TASK ITEM: Where the line with "TARGET = advertising poster" appears in the records below, start there and transcribe each line exactly through the last.

DATA:
:::

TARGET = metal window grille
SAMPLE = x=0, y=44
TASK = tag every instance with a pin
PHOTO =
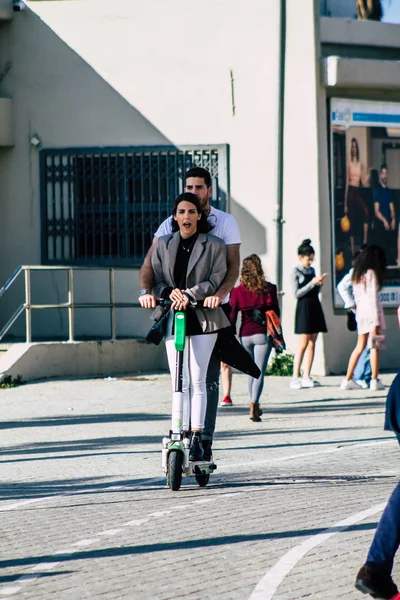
x=103, y=205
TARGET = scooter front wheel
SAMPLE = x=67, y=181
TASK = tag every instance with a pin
x=202, y=479
x=174, y=474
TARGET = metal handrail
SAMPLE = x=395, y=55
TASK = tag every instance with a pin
x=27, y=306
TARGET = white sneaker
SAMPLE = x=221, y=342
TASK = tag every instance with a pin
x=362, y=383
x=295, y=384
x=376, y=384
x=309, y=382
x=349, y=385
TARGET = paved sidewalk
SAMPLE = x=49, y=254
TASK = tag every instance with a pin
x=85, y=512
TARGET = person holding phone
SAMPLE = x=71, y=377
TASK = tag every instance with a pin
x=309, y=319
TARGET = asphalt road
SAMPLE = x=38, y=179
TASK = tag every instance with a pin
x=289, y=513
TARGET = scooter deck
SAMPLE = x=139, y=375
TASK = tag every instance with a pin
x=200, y=467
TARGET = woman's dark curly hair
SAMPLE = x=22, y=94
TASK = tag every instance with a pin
x=252, y=275
x=372, y=257
x=202, y=225
x=305, y=248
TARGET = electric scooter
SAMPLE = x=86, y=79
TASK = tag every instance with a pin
x=176, y=447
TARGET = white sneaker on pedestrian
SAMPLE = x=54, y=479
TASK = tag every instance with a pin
x=349, y=385
x=362, y=383
x=310, y=382
x=376, y=384
x=295, y=384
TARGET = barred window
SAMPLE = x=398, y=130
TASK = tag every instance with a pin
x=102, y=206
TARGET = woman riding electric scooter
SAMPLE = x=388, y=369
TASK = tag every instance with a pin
x=189, y=265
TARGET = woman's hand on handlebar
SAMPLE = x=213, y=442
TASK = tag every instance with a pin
x=179, y=300
x=148, y=301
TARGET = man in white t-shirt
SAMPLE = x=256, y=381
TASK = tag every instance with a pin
x=198, y=181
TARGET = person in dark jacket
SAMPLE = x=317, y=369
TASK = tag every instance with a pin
x=309, y=319
x=254, y=292
x=375, y=576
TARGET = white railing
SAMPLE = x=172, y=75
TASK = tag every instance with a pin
x=71, y=305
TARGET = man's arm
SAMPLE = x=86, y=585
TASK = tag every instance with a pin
x=393, y=216
x=233, y=265
x=379, y=215
x=146, y=278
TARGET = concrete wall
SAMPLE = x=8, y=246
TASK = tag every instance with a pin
x=73, y=89
x=57, y=95
x=163, y=77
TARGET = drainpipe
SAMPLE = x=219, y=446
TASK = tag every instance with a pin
x=280, y=148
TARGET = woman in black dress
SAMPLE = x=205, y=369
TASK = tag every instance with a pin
x=309, y=319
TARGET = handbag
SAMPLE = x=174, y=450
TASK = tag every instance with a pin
x=351, y=321
x=376, y=342
x=259, y=317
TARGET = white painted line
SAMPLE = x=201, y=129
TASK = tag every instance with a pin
x=136, y=522
x=22, y=503
x=27, y=578
x=110, y=532
x=304, y=455
x=267, y=586
x=159, y=513
x=25, y=502
x=45, y=566
x=85, y=543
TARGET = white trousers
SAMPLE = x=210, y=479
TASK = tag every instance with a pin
x=196, y=356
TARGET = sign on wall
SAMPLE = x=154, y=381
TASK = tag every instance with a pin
x=365, y=179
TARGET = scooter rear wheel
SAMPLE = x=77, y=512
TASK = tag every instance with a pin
x=202, y=480
x=174, y=474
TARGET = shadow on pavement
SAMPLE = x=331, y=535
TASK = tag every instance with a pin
x=171, y=546
x=63, y=420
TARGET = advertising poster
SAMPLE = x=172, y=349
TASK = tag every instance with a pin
x=365, y=179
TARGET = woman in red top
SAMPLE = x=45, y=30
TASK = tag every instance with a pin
x=254, y=291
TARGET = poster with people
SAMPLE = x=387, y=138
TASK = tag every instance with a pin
x=365, y=179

:::

WRITTEN SOLUTION:
TARGET = advertising poster
SAMPLE = x=172, y=349
TASK = tag every instance with a pin
x=365, y=179
TARGET = woman in red top
SAMPLE = x=45, y=30
TASK = tag every instance with a pin
x=254, y=291
TARGET = poster with people
SAMPLE = x=387, y=138
TASK = tag every instance with a pin
x=365, y=179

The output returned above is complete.